- **Source material**:
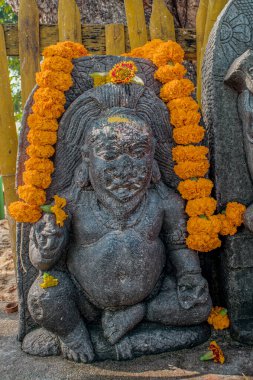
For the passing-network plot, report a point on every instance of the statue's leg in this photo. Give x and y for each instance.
(165, 308)
(116, 323)
(55, 309)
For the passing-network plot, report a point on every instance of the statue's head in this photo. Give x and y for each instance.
(119, 152)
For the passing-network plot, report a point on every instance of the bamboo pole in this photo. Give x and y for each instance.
(28, 29)
(115, 39)
(8, 138)
(161, 22)
(136, 23)
(69, 21)
(200, 34)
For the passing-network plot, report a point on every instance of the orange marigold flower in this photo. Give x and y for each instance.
(168, 73)
(39, 164)
(49, 95)
(57, 209)
(192, 189)
(227, 227)
(199, 225)
(189, 153)
(203, 242)
(65, 49)
(40, 151)
(24, 213)
(168, 52)
(53, 79)
(235, 212)
(35, 178)
(56, 63)
(185, 104)
(188, 135)
(202, 206)
(32, 195)
(180, 118)
(189, 169)
(123, 72)
(41, 137)
(48, 110)
(218, 318)
(177, 88)
(35, 121)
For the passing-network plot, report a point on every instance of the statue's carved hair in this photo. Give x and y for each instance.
(111, 101)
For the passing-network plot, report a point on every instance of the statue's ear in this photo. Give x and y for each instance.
(156, 175)
(85, 153)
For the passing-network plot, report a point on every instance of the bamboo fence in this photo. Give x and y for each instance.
(27, 40)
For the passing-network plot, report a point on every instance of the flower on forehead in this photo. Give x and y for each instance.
(123, 72)
(215, 353)
(218, 318)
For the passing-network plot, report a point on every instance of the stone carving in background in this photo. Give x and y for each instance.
(126, 284)
(227, 109)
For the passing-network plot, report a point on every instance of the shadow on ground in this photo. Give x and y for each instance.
(185, 364)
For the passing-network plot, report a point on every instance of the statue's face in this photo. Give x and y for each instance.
(120, 160)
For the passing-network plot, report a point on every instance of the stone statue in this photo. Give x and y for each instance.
(127, 284)
(228, 76)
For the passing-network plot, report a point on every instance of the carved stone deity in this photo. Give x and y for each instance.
(127, 284)
(228, 112)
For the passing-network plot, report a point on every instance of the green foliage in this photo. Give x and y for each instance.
(8, 16)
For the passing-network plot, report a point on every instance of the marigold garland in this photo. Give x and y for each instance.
(49, 99)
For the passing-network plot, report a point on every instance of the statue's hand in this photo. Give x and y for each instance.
(248, 218)
(47, 241)
(192, 289)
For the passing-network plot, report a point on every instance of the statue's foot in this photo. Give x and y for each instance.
(77, 346)
(117, 323)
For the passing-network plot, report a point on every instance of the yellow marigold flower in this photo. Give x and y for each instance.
(227, 227)
(53, 79)
(202, 206)
(218, 318)
(177, 88)
(35, 178)
(49, 95)
(56, 63)
(192, 189)
(57, 209)
(199, 225)
(123, 72)
(185, 104)
(48, 110)
(35, 121)
(168, 52)
(168, 73)
(24, 213)
(40, 151)
(39, 164)
(189, 153)
(203, 242)
(180, 118)
(32, 195)
(188, 135)
(189, 169)
(65, 49)
(235, 212)
(48, 281)
(41, 137)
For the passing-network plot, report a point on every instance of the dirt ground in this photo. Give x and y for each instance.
(8, 292)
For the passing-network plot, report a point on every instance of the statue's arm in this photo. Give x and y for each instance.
(191, 286)
(47, 242)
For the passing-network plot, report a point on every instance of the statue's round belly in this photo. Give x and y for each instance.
(120, 269)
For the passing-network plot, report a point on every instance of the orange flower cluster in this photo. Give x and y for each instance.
(49, 100)
(123, 72)
(218, 318)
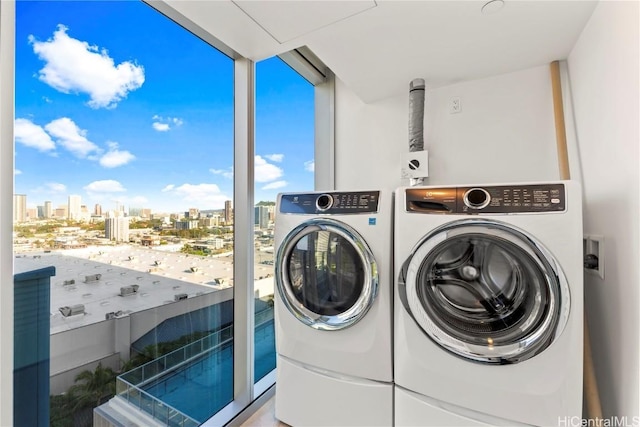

- **Requirement**:
All of the data must be given again exactly, without the pictures.

- **Answer section**:
For the passing-network plot, report a point on every instance of the statue's leg in this photo. Give x and y for each instance.
(165, 308)
(116, 323)
(55, 309)
For the passing-network plot, report a point on every instance of the statue's head in this photo. Give x and y for each instance.
(119, 152)
For the passing-network plot, report a point on every instance of the bamboo pole in this photo. Give x and y for each instance.
(28, 29)
(115, 39)
(8, 138)
(161, 22)
(136, 23)
(69, 21)
(200, 34)
For the passing-network plot, report a point on every instance of the orange marigold flower in this photo. Give x and y for each instance.
(168, 73)
(39, 164)
(49, 95)
(57, 209)
(192, 189)
(227, 227)
(199, 225)
(189, 153)
(203, 242)
(65, 49)
(40, 151)
(24, 213)
(168, 52)
(53, 79)
(235, 212)
(35, 178)
(56, 63)
(185, 104)
(188, 135)
(202, 206)
(32, 195)
(180, 118)
(189, 169)
(123, 72)
(41, 137)
(48, 110)
(218, 318)
(177, 88)
(35, 121)
For the passing-network plot, report a point on every instance of the statue's carved hair in this photo. Give x and y for each instance.
(111, 101)
For the passing-network plot, report a point on every instance of the statue's ear in this photo. Give x and y for each instance.
(156, 175)
(85, 153)
For the passing-network plot, report a point on every instance of the bamboo fence in this photo. Give x and y for each instance.
(27, 40)
For the passing-network plot, report a point on every instance of the flower on forehead in this photo. Give x and y for each instance.
(123, 72)
(215, 353)
(218, 318)
For the passing-network plot, report a point on every instance of the stone carving in background in this photo. Give x and y for each instance.
(126, 284)
(227, 109)
For the passing-network plot, report a point on every instance of the shadow on ground in this photo. Give x and y for each instance.
(185, 364)
For the passing-network plot, report a point on every instance of the statue's face in this photo. Give x and y for each instance.
(120, 160)
For the passing-network plot, report a point on every instance of the stone statue in this photo. Give x and y for each instance.
(127, 284)
(228, 76)
For the passing-network plot, report a point on every instance of the carved stone deity in this photo. Give x and y for each instance.
(127, 284)
(228, 112)
For the passing-network plot, report a point on every instance of the green foliage in this photo. Give x and y for each instance.
(8, 16)
For the passing-network plot, report a point on every instance of the marigold garland in this photo. Give x and y for each instance.
(49, 99)
For the passing-network plot, report a point on every instance of the statue's hand in this photo. Give x and y for each instance.
(248, 218)
(47, 241)
(192, 289)
For the passing-network plot, report a point on every instance of the statue's foot in this photo. Give x and y for each instance.
(77, 346)
(117, 323)
For the passing-network plot, report a point on every instance of the yellow marigold flower in this photo. Give x and y for each instance.
(227, 227)
(53, 79)
(202, 206)
(218, 318)
(177, 88)
(35, 178)
(49, 95)
(56, 63)
(192, 189)
(57, 209)
(199, 225)
(123, 72)
(185, 104)
(48, 110)
(35, 121)
(168, 52)
(168, 73)
(24, 213)
(40, 151)
(39, 164)
(189, 153)
(203, 242)
(180, 118)
(32, 195)
(188, 135)
(189, 169)
(65, 49)
(235, 212)
(48, 281)
(41, 137)
For the passing-network plot, report a point on every instance of the dirt ground in this photo. Give x and y for each instance.
(8, 292)
For the passing-network plot, report a point on every instance of the statue's arm in this photo. Give x and y for each instance.
(191, 286)
(47, 242)
For the passing-network plot, report a point on every instance of the statue's round belly in this photo. Give x and y for each instance.
(120, 269)
For the passing-network plot, report a point on every instance of the orange flower cluster in this photo. Give x and y for each instance.
(49, 100)
(123, 72)
(218, 318)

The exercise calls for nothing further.